Start Supplied records
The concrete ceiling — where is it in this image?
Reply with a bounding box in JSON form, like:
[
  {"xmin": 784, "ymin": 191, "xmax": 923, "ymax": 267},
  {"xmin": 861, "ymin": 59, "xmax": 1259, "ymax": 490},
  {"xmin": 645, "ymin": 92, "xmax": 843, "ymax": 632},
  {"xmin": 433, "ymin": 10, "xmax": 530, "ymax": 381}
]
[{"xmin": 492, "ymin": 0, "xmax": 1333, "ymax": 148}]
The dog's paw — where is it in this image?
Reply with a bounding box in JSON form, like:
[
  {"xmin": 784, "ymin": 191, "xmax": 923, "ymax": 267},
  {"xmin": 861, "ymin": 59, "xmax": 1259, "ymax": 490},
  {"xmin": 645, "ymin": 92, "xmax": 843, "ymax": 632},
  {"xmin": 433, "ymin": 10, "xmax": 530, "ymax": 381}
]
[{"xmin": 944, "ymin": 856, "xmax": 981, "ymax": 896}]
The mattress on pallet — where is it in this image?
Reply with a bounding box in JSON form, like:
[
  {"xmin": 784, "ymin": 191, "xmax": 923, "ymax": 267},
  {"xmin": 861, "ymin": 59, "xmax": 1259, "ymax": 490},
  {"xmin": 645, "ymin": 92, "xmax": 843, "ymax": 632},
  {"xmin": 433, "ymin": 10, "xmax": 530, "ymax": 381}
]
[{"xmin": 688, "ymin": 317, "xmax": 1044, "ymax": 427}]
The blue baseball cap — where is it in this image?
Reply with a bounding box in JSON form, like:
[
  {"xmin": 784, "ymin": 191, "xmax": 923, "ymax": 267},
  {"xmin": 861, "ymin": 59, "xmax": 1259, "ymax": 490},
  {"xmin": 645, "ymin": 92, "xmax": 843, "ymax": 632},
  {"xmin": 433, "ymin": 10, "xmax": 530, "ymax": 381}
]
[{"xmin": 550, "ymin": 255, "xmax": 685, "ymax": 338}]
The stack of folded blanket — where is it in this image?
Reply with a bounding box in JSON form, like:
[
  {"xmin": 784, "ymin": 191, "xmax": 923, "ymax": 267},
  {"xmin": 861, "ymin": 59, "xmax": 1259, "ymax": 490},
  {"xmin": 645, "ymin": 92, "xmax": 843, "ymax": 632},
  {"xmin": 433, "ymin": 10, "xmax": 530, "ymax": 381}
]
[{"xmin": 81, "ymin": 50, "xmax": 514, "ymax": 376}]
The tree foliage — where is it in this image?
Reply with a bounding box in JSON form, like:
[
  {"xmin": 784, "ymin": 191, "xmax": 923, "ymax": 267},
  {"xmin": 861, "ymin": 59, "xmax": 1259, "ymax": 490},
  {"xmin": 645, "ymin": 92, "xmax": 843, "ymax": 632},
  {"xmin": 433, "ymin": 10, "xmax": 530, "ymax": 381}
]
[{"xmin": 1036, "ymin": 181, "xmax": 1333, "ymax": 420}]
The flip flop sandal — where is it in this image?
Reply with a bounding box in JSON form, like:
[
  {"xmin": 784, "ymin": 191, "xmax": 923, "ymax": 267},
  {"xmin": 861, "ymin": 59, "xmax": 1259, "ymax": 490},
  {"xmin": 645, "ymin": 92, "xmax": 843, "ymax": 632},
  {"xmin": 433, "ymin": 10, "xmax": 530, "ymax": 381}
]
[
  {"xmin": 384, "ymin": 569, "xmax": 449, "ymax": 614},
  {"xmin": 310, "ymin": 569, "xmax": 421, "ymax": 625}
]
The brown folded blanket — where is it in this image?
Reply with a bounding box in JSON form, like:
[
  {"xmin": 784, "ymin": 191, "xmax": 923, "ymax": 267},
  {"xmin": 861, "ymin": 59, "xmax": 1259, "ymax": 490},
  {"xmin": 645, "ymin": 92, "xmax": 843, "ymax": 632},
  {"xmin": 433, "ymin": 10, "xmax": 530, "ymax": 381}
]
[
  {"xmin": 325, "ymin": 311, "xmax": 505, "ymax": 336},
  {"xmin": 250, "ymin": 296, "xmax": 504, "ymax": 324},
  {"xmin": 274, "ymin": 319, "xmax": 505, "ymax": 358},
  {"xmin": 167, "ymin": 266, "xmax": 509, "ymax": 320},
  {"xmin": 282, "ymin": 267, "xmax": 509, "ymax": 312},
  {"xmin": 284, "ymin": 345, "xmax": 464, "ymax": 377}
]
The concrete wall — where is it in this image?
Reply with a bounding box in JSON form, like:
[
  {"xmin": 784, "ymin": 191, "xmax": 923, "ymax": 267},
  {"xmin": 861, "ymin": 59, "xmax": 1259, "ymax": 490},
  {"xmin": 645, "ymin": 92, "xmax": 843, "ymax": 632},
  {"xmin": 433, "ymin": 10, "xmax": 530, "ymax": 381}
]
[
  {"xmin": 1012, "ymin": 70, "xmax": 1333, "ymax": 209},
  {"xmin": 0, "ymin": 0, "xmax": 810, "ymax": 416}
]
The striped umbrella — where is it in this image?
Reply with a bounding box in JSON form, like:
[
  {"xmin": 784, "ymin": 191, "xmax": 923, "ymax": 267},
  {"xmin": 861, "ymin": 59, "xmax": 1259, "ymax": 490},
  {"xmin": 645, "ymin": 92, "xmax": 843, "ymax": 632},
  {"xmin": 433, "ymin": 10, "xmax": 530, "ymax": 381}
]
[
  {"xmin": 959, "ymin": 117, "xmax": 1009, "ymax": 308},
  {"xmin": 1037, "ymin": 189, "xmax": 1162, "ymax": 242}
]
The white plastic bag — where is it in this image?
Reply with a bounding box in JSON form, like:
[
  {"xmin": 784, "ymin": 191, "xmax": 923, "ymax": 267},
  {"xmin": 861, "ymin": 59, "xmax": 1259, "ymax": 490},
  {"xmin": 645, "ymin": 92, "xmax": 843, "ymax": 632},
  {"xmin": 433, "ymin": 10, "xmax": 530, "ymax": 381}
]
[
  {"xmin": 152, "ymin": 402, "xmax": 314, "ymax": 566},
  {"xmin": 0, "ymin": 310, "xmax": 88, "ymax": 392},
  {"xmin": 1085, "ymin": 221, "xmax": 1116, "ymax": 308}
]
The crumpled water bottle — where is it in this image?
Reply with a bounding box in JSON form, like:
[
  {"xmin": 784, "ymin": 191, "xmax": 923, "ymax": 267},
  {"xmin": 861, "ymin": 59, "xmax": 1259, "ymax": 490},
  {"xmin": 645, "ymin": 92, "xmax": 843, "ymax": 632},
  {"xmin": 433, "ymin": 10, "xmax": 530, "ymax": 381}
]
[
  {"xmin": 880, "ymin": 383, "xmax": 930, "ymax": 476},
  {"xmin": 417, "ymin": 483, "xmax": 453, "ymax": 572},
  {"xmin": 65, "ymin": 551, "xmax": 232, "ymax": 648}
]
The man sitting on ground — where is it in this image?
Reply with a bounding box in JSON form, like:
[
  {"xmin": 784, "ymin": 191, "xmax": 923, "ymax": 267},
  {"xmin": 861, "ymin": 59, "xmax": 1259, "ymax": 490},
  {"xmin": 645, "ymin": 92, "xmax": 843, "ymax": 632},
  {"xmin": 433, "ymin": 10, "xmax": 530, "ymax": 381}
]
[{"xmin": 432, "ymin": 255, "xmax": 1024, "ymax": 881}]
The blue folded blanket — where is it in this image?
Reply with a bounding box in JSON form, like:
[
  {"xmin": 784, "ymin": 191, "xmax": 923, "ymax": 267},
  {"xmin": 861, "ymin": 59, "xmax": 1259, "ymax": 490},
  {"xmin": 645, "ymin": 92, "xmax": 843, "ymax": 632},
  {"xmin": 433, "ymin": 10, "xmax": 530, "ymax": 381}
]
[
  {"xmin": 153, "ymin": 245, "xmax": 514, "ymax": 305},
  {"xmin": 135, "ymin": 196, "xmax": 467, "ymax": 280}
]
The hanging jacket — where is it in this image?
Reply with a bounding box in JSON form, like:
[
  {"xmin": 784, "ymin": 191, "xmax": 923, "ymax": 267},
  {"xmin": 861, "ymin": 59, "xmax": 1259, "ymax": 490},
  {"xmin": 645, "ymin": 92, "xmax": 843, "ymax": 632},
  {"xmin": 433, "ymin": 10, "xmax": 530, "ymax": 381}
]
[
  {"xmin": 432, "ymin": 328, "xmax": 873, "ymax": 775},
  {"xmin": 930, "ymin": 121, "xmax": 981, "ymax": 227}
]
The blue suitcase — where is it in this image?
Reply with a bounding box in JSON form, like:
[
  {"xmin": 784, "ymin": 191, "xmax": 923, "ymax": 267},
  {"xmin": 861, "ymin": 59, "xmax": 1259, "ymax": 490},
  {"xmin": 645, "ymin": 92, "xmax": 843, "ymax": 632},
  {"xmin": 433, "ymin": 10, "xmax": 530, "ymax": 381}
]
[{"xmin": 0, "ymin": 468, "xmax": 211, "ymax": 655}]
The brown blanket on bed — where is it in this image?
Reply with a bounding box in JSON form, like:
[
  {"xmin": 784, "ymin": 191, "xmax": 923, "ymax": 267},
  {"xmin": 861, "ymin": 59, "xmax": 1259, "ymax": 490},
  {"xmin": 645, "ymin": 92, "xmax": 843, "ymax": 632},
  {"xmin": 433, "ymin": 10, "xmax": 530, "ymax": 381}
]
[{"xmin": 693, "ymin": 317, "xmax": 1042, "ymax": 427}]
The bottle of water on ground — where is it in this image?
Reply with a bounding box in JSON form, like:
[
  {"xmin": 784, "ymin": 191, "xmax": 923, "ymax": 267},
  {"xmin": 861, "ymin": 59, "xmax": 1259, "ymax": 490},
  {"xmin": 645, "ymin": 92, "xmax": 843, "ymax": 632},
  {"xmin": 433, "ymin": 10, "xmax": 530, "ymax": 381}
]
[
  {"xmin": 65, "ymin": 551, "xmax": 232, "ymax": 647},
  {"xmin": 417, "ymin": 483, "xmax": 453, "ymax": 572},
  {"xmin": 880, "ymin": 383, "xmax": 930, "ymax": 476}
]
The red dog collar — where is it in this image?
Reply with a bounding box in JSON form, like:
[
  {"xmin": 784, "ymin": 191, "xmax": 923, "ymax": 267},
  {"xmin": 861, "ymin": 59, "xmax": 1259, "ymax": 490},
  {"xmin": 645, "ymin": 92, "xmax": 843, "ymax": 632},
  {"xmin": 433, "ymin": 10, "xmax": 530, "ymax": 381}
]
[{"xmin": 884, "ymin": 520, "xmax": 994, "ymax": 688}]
End Supplied records
__Objective__: Repeat, word for word, every line from the one containing "The red dog" through the last line of the rows above, including both ends.

__Correct result__:
The red dog collar — where is it in this image?
Reply with a bounding box in JSON form, like:
[
  {"xmin": 784, "ymin": 191, "xmax": 923, "ymax": 267},
  {"xmin": 861, "ymin": 59, "xmax": 1259, "ymax": 490},
  {"xmin": 645, "ymin": 92, "xmax": 843, "ymax": 632},
  {"xmin": 433, "ymin": 10, "xmax": 530, "ymax": 381}
]
[{"xmin": 884, "ymin": 520, "xmax": 994, "ymax": 688}]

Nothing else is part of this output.